The White House is expected to host as many as 1,000 people for a Fourth of July celebration meant to mark Joe Biden’s delivery on a promise to return the US to some semblance of normality by the holiday.
According to The New York Times, essential workers and military families will be invited to the event, which will be held on the South Lawn.
Residents have also been invited to attend a holiday fireworks display on the National Mall, with the National Parks Service announcing that all nearby monuments will also be open to visitors.
In a statement, DC Mayor Muriel Bowser said “DC is open and ready to welcome back visitors” for the holiday.
Meanwhile, White House officials have also encouraged local leaders to hold their own gatherings in celebration of a “summer of freedom”.
“America is headed into a summer dramatically different from last year. A summer of freedom. A summer of joy. A summer of reunions and celebrations,” an email reportedly sent out to local leaders by the White House Office of Intergovernmental Affairs said.
The messaging this Fourth of July is dramatically different from that of last year, when Americans were advised to practice social distancing and to avoid traveling into the capital.
It also exceeds Mr Biden’s initial promise three months ago, when he said that people across America could expect to be able to celebrate with friends and family on the Fourth of July so long as the country’s vaccination programme and coronavirus measures continued to restrict the spread of the virus.
“July 4th with your loved ones is the goal,” he had said. “This is not the time to let up.”
Plans for the 1,000-person strong celebration at the White House suggest that officials are confident in the progress of the country’s vaccination programme.
However, it is still unclear whether the Biden administration will reach its goal of seeing 70 per cent of Americans vaccinated by 4 July.
According to an NYT analysis, if the current pace of adult vaccination continues, the country will fall just short of the target, with an estimated 67 per cent of adults to be partly vaccinated by the holiday.

ENTRIES PROVIDED:
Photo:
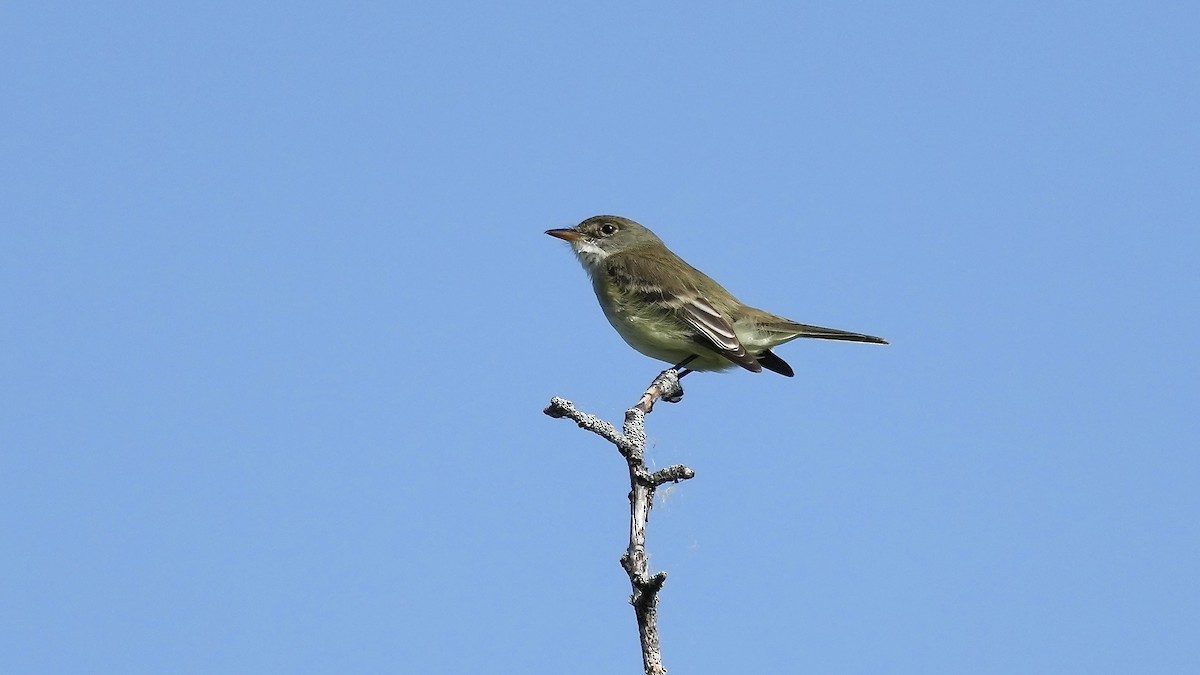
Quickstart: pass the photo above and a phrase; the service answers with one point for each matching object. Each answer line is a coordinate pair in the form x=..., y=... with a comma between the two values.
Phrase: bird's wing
x=671, y=292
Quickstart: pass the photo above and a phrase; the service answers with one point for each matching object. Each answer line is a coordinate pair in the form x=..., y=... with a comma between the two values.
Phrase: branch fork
x=630, y=442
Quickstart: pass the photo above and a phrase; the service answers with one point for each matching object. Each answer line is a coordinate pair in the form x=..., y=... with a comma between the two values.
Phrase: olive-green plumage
x=671, y=311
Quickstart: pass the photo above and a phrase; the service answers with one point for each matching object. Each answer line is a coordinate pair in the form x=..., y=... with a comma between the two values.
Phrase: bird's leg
x=679, y=366
x=683, y=363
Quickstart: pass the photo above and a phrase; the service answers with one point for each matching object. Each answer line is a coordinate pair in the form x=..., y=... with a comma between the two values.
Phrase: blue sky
x=281, y=321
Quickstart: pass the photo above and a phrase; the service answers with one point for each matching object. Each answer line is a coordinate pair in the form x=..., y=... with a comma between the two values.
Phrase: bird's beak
x=565, y=234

BRIEF: In the article about the White House Fourth of July celebration, where will the event be held? These items were taken from a different source than the article.

ANSWER BOX: On the South Lawn.